CONSIGNE:
Résumez en deux phrases le texte sur la démocratie présenté ci-dessous.

##### TEXTE FOURNI

La démocratie n'est pas un modèle de gouvernement. La démocratie est un concept, une idée, une idéologie à géométrie variable.

 

Les différents gouvernements qui se revendiquent de la démocratie ne sont pas superposables, ils en représentent différentes acceptions. 

 

Étonnamment, deux gouvernements qui se disent démocratiques ne se reconnaîtront pas nécessairement l'un l'autre comme tels. 

 

Une constante cependant, si une "démocratie" se présente comme LA démocratie, elle glisse vers une forme de totalitarisme.

 

LA démocratie par essence refusera les nuances, les errements, les variations-adaptations des autres. Et leurs partis pris.

 

Lors de la Révolution française, une idée unique du révolutionnaire fut cristallisée, tout dissident accablé (c'est une litote).

 

Ce qui est vécu comme révolutionnaire, comme démocratique, comme juste ou bon ou propre varie d'un endroit à l'autre.

 

Et en un même endroit, ce qui est vécu comme démocratique varie dans le temps.

 

Et dans un même endroit, à une même époque, ce qui est vécu comme démocratique varie d'un individu à l'autre.

 

Le faible nombre de référendums va brusquer les uns et la répartition des budgets va en offusquer d'autres.

 

Chacun pourra affirmer que telle ou telle réforme assied ou affaiblit la démocratie qu'il reconnaît à un gouvernement. 

 

Mais personne ne peut s'ériger en grand maître de la démocratie et décréter ce qui est ou n'est pas démocratique. 

 

Si un individu devait faire cela, nous vivrions dans une théocratie où la démocratie serait divinisée et cet individu bombardé prophète. 

 

Il aurait un lien, une alliance particulière, avec le concept-dieu de démocratie, et seule sa voix pourrait éclairer ses congénères.

 

Un désaccord avec le prophète, et ce serait un blasphème. Un crime de lèse-majesté. Une abomination. 

 

Alors le prophète deviendra le tyran d'une théocratie dont le dieu est un concept nommé Démocratie.

##########
##### DONNÉES BRUTES

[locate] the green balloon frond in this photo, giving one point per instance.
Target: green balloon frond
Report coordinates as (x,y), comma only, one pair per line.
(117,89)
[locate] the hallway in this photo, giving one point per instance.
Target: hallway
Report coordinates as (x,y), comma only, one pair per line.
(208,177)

##########

RÉSULTAT:
La démocratie y est définie non comme un modèle de gouvernement, mais comme un concept à géométrie variable, dont le sens varie selon les lieux, les époques et les individus. Le texte avertit qu'une « démocratie » qui se présente comme LA démocratie glisse vers le totalitarisme, et que celui qui prétendrait décréter ce qui est démocratique deviendrait le prophète, puis le tyran, d'une théocratie dont le dieu serait la Démocratie.